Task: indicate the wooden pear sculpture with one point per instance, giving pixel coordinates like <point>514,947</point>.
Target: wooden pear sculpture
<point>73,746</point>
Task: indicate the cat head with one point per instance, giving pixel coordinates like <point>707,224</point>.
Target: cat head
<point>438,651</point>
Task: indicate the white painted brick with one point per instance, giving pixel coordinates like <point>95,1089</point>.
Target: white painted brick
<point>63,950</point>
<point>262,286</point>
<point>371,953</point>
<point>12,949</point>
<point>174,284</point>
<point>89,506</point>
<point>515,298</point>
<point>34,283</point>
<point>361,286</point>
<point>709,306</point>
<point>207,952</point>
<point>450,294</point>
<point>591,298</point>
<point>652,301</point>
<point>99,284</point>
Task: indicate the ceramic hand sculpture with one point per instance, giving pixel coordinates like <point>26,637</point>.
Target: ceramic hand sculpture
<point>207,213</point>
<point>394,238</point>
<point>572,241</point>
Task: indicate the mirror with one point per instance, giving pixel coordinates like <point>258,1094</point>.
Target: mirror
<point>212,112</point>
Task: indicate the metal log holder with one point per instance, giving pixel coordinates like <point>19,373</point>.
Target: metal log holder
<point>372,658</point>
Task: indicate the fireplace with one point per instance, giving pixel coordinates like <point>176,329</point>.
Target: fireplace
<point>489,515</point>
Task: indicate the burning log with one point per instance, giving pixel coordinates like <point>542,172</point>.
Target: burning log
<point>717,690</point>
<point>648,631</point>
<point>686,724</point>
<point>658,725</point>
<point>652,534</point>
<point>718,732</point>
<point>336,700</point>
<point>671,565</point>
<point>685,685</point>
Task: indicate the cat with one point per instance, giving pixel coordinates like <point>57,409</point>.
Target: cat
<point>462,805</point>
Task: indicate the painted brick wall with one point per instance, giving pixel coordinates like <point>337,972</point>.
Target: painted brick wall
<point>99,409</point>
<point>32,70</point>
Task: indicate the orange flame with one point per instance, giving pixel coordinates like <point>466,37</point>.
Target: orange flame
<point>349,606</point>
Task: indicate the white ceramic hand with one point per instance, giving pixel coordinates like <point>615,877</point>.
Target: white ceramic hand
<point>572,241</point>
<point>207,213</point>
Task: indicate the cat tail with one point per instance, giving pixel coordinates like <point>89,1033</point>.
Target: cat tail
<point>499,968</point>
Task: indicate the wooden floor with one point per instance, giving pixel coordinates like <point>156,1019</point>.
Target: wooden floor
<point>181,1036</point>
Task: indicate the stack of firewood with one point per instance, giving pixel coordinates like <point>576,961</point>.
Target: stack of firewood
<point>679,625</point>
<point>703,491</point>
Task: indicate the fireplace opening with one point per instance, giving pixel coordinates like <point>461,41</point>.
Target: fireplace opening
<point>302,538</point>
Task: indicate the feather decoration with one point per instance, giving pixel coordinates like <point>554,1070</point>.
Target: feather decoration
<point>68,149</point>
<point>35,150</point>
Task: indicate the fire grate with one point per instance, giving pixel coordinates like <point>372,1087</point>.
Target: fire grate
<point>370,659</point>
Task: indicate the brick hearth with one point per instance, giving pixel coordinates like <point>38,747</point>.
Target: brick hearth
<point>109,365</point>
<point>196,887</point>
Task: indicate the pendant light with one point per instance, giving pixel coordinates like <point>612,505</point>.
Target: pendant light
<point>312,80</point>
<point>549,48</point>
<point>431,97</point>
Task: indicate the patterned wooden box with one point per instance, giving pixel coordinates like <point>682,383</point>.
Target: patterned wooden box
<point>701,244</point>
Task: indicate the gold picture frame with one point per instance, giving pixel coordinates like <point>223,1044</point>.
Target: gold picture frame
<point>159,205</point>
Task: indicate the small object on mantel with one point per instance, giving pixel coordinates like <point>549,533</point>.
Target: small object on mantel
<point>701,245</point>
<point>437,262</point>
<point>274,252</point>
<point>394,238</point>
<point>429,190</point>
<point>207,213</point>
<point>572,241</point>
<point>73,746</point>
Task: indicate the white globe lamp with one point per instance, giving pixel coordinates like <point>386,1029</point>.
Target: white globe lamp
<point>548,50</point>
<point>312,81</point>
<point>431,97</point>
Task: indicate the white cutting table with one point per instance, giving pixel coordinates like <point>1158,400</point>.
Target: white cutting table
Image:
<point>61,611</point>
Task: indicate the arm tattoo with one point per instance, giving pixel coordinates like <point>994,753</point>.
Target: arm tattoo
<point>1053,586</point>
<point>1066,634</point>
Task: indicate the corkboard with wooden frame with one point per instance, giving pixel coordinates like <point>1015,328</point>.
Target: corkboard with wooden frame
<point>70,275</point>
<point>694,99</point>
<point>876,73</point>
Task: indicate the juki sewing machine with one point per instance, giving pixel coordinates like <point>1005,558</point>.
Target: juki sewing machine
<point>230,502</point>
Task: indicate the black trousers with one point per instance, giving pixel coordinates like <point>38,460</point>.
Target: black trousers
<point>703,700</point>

- _WORK TO COMPLETE_
Repeat the material above in full, quoting it exactly.

- _RESULT_
Task: indicate the wooden pear sculpture with one point per instance, giving pixel coordinates like <point>514,947</point>.
Target: wooden pear sculpture
<point>73,746</point>
Task: indicate the cat head with one point per instance, giving pixel coordinates like <point>707,224</point>.
Target: cat head
<point>438,651</point>
Task: indicate the white painted brick with one point per instance, giving pixel coordinates like <point>95,1089</point>.
Target: white painted brick
<point>63,950</point>
<point>262,286</point>
<point>371,953</point>
<point>12,949</point>
<point>174,284</point>
<point>89,506</point>
<point>515,298</point>
<point>34,283</point>
<point>361,286</point>
<point>709,306</point>
<point>207,952</point>
<point>450,294</point>
<point>591,298</point>
<point>652,301</point>
<point>99,284</point>
Task: indicate the ceramic hand sculpture with one point per instance, giving pixel coordinates like <point>26,637</point>.
Target: ceramic hand sculpture
<point>207,213</point>
<point>394,238</point>
<point>572,241</point>
Task: indicate the mirror with one point per instance, giving pixel coordinates like <point>258,1094</point>.
Target: mirror
<point>212,112</point>
Task: indicate the metal log holder with one point per instance, giving pixel coordinates like <point>19,373</point>.
Target: metal log holder
<point>372,658</point>
Task: indicate the fireplace with one point per instance, giving pixel coordinates like <point>176,329</point>.
Target: fireplace
<point>489,515</point>
Task: indicate the burning log with one point per instance, giving pixel coordinates like <point>542,172</point>.
Target: burning log
<point>717,690</point>
<point>648,631</point>
<point>686,724</point>
<point>658,725</point>
<point>652,534</point>
<point>718,732</point>
<point>336,700</point>
<point>671,565</point>
<point>685,685</point>
Task: indicate the cat with one point per instance, giving pixel coordinates like <point>57,409</point>.
Target: cat
<point>462,805</point>
Task: indicate the painted brick wall with one point per instance, giving pixel coordinates like <point>337,972</point>.
Target: painted brick wall
<point>99,409</point>
<point>32,70</point>
Task: indicate the orange flame with one point per instance, giving pixel coordinates like <point>466,37</point>.
Target: orange flame
<point>349,606</point>
Task: indicate the white ceramic hand with one point per instance, giving pixel coordinates like <point>615,877</point>.
Target: white ceramic hand
<point>572,241</point>
<point>207,213</point>
Task: indicate the cat tail with one point per instance, giving pixel coordinates like <point>89,1033</point>.
Target: cat tail
<point>499,968</point>
Task: indicate the wooden floor with one point per instance, giving pixel coordinates like <point>156,1019</point>.
Target: wooden floor
<point>181,1036</point>
Task: indicate the stack of firewood with one point per instance, giving pixel coordinates like <point>576,961</point>.
Target: stack of firewood
<point>679,625</point>
<point>703,491</point>
Task: indicate the fireplace opening with one point per instance, giving pixel coordinates like <point>461,41</point>.
Target: fireplace opening
<point>302,538</point>
Task: indicate the feather decoration with one point per instance, giving pixel coordinates like <point>554,1070</point>.
Target: feather decoration
<point>68,149</point>
<point>35,150</point>
Task: indicate the fire grate with one point per instance, giving pixel coordinates like <point>372,1087</point>.
Target: fire grate
<point>370,659</point>
Task: indicate the brick hearth with one point per instance, giving pixel coordinates like <point>38,747</point>.
Target: brick hearth
<point>109,365</point>
<point>196,887</point>
Task: indicate the pendant light with one point per instance, giving pixel coordinates like <point>612,505</point>.
Target: pendant light
<point>312,80</point>
<point>549,48</point>
<point>431,97</point>
Task: indicate the patterned wooden box with one point per instance, giving pixel coordinates like <point>682,383</point>.
Target: patterned wooden box
<point>701,244</point>
Task: indicate the gold picture frame with one point per instance, giving pixel coordinates like <point>223,1044</point>.
Target: gold picture frame
<point>159,205</point>
Task: indicate the small object on mantel with one point per instance, giving pixel coordinates like <point>549,533</point>.
Target: small object on mantel
<point>701,245</point>
<point>437,262</point>
<point>274,252</point>
<point>394,238</point>
<point>429,190</point>
<point>207,213</point>
<point>572,241</point>
<point>73,746</point>
Task: indicate the white globe lamp with one point per instance, giving pixel coordinates like <point>386,1029</point>.
Target: white globe lamp
<point>548,50</point>
<point>312,81</point>
<point>431,97</point>
Task: indicate the white cutting table with one point per instance, giving pixel coordinates like <point>1158,400</point>.
Target: white cutting table
Image:
<point>61,611</point>
Task: indicate the arm tattoo with one point per instance, giving pixel coordinates like <point>994,753</point>.
Target: arm tattoo
<point>1053,586</point>
<point>1066,634</point>
Task: indicate the corkboard with wooden frame with one point per instance, giving pixel coordinates like <point>1015,328</point>.
Target: corkboard with wooden frame
<point>70,275</point>
<point>694,99</point>
<point>876,73</point>
Task: indicate the juki sewing machine with one point per instance, giving pixel coordinates like <point>1005,558</point>.
Target: juki sewing machine
<point>230,502</point>
Task: indicate the black trousers with one point per instance, giving pixel coordinates like <point>38,460</point>.
Target: black trousers
<point>703,700</point>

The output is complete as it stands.